Supplied text ::

SBC icon indicating copy to clipboard operation
SBC copied to clipboard

Issues with generated datasets of ordinal data for a cumulative probit model when running compute_SBC()

Open aftmnelbier11 opened this issue 11 months ago • 5 comments

I am encountering an errors regarding the priors when running compute_SBC() with generated datasets for a cumulative probit model. A bit of info about the data structure: I have an ordinal outcome variable with 7 levels. There are 61 responses per dataset.

It seems the error stems from some generated datasets not containing all response levels. Importantly, I have set the intercept priors individually, so when one level isn't included in the generated dataset, the error is thrown.

Is there a way to specify that all levels are generated in each simulation? Alternatively, would it make to increase the number of generated datasets and kick out those simulations that have this error?

Thanks in advance!

The error (which I get for multiple simulations and sometimes for multiple intercepts):

Simulation 3 resulted in error when fitting.

Error: The following priors do not correspond to any model parameter: 
Intercept_6 ~ normal(1.07, 1)
Function 'get_prior' might be helpful to you.

The code:

## set contrasts (sum-coding)
contrasts(df$group) = contr.sum(2)

##develop formula
bf.form = brms::bf(rating ~ group + cont1 + cont2 + 
                     group:cont1  + group:cont2)

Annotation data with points
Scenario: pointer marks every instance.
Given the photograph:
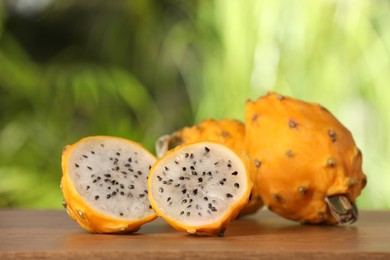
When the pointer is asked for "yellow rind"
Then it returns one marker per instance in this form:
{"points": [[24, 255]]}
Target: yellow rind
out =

Tasks for this exercise ::
- a) According to the issue about compute_SBC(), how many levels does the ordinal outcome variable have?
- b) Extend the issue about compute_SBC() beyond its final line.

Task-by-task results ::
- a) Seven levels.

- b)
code = "INT"

get_prior(bf.form, data = df, family = cumulative('probit'))

tibble(rating = 1:7) %>% 
  mutate(proportion = 1/7) %>% 
  mutate(cumulative_proportion = cumsum(proportion)) %>% 
  mutate(right_hand_threshold = qnorm(cumulative_proportion))

priors = c(
  prior(normal(-1.07, 1), class = Intercept, coef = 1),
  prior(normal(-0.57, 1), class = Intercept, coef = 2),
  prior(normal(-0.18, 1), class = Intercept, coef = 3),
  prior(normal(0.18, 1), class = Intercept, coef = 4),
  prior(normal(0.57, 1), class = Intercept, coef = 5),
  prior(normal(1.07, 1), class = Intercept, coef = 6),
  prior(normal(0, 1), class = b) 
)

##simulate data
generator <- SBC_generator_brms(bf.form, data = df, 
                                family = cumulative('probit'), init = 0.1, prior = priors,
                                thin = 50, warmup = 10000, refresh = 2000,
                                # Will generate the log density - this is useful, 
                                #but a bit computationally expensive - turned off
                                generate_lp = FALSE)

datasets <- generate_datasets(generator, 100)

backend <- SBC_backend_brms_from_generator(generator, chains = 4, thin = 1,
                                           warmup = 1500, iter = 6000,               
                                           init = 0.1) 

results <- compute_SBC(datasets, backend,
                       cache_mode = "results", 
                       cache_location = file.path(cache_dir, code))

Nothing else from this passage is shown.